* **ASSIGNED TASK 1**:
Using the award notice, decide whether each statement is true: (a) undergraduate students are invited to apply; (b) all research must be overseen by a faculty member; (c) the stipend is $2,500. Answer yes or no for each and quote the words of the notice that settle it.
* **ASSIGNED TASK 2**:
Repeat the part of the award notice from "Stipend Award" up to and including "May 26, 2025.", keeping every word the same.

* **SELECTED TEXT**:
════════════════

Patricia Witherspoon Research Award
Are you interested in conducting original research in the areas of public service, government, community service, civic life, citizenship, or politics?
About Award
The University of Texas at Austin graduate students are invited to apply for The Patricia Witherspoon Research Award to offset costs associated with conducting original research in the areas of public service, government, community service, civic life, citizenship, or politics. Previous research topics have included faith-based organizations, family policy, immigration, and educational interventions. Past award winners have used the funding to pay for focus groups, survey instruments, and other aspects of their research. The recipient will be expected to write a summary of their research for publication for the Institute and, if requested, make a short presentation before the Institute’s Advisory Council.
Requirements
Original research must be conducted in public service, government, civic life, citizenship, or politics. Preference will be given to students working on master's theses or doctoral dissertations. All research must be overseen by a faculty member.
To apply, please submit the following in the application portal:
Contact information
Resume (LABELED: first and last name, resume)
Major field of study and current overall GPA
Two-page research prospectus including research question, brief summary of the literature, methodology, expected results, and anticipated start and end dates. (LABELED: first and last name, research prospectus)
Stipend Award
$2,000
Deadline
Application opens: March 28, 2025
EXTENDED DEADLINE: May 12, 2025
Selections notifications will be sent out week of May 26, 2025.

════════════════

* **ENTRIES SHOWN**:
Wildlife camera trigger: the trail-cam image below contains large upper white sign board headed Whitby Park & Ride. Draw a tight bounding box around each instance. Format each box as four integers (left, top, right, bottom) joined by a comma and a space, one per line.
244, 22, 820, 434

════════════════

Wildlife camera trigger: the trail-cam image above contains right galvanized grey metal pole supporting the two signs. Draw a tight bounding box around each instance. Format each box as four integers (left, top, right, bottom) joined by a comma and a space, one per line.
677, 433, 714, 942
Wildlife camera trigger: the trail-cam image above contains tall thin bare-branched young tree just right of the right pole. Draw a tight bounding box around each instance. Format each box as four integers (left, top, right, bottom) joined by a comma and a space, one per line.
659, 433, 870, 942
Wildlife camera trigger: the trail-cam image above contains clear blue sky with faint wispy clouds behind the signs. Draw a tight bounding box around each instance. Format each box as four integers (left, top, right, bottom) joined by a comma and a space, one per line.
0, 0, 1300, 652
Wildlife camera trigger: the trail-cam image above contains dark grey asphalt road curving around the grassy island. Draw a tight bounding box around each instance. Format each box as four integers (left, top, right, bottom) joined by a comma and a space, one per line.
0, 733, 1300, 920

════════════════

* **YOUR SOLUTION 1**:
(a) No: "The University of Texas at Austin graduate students are invited to apply"
(b) Yes: "All research must be overseen by a faculty member."
(c) No: "$2,000"

* **YOUR SOLUTION 2**:
Stipend Award
$2,000
Deadline
Application opens: March 28, 2025
EXTENDED DEADLINE: May 12, 2025
Selections notifications will be sent out week of May 26, 2025.